Kim and I both thought that the homestay would involve a pretty basic but appealing traditional little hut-sort of house but instead we found ourselves in a double story sizable house which was much nicer, and cleaner, than some of the hostels we've stayed in. Whilst it was lovely and comfortable we both took delight in the kitchen which, as Mama explained to us rather apologetically, was yet to be renovated. It was a tiny mud room with no electricity and only a small amount of ventilation for the fire. We had joined Mama whilst she was preparing dinner and she did it all by a tiny candle, a single knife and clay pots. It was kind of the only part which, as great as everything else was, seemed a little like the a glimpse into the actual 'authentic' way of life. Now, don't worry, the anthropologist in me knows that a single snapshot is not representative of a culture and that everyone's way of life is fluid, constantly moving, engaging with external and internal influences, and it was quite obvious to see the influences of tourism on the island and especially on this family. But the anthropologist in me also took a childish delight in witnessing this older way of being, the Island family I had imagined.

(Items from a data source)
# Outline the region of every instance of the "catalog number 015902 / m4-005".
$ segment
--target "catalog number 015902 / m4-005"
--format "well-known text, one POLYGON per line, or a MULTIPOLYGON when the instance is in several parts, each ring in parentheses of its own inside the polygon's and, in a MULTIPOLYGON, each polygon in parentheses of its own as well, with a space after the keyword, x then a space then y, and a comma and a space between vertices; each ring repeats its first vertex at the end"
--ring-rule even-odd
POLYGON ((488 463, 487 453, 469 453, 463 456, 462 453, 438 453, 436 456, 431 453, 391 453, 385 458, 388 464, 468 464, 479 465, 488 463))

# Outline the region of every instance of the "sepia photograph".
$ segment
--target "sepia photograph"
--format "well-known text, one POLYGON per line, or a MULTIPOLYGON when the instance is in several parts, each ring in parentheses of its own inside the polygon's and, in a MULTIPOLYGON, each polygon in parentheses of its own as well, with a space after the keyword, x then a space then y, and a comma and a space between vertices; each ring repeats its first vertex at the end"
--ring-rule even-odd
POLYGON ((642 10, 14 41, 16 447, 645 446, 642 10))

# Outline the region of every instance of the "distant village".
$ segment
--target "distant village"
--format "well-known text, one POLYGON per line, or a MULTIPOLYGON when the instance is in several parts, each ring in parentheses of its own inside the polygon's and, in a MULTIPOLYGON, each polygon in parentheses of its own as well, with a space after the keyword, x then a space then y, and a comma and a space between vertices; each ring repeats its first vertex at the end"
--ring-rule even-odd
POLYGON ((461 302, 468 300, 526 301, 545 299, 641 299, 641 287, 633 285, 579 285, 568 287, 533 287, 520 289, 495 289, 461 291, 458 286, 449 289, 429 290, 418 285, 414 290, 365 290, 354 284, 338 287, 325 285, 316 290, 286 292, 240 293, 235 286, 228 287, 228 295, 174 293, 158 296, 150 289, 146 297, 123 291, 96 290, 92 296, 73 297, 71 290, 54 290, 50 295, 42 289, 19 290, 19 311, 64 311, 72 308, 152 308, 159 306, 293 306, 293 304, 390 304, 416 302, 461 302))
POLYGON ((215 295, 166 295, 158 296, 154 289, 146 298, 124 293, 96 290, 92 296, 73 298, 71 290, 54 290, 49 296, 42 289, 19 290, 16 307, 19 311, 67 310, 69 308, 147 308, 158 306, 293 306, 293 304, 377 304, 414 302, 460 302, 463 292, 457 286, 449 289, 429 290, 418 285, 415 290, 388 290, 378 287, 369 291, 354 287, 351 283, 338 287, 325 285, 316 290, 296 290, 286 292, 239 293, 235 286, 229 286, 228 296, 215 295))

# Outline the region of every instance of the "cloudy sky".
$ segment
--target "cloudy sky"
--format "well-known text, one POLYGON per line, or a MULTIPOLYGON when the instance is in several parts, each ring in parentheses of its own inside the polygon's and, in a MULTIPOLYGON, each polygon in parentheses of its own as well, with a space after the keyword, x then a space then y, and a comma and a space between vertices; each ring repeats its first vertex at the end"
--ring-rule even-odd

= YOUR GOAL =
In the homestay account, why does the writer caution against treating the kitchen scene as the "authentic" way of life? Answer in one to three sentences. Answer using only the text itself.

= ANSWER TO THIS TASK =
The writer says that a single snapshot does not represent a culture and that everyone's way of life is fluid, always shaped by external and internal influences. The writer also notes that tourism had clearly influenced the island and especially this family.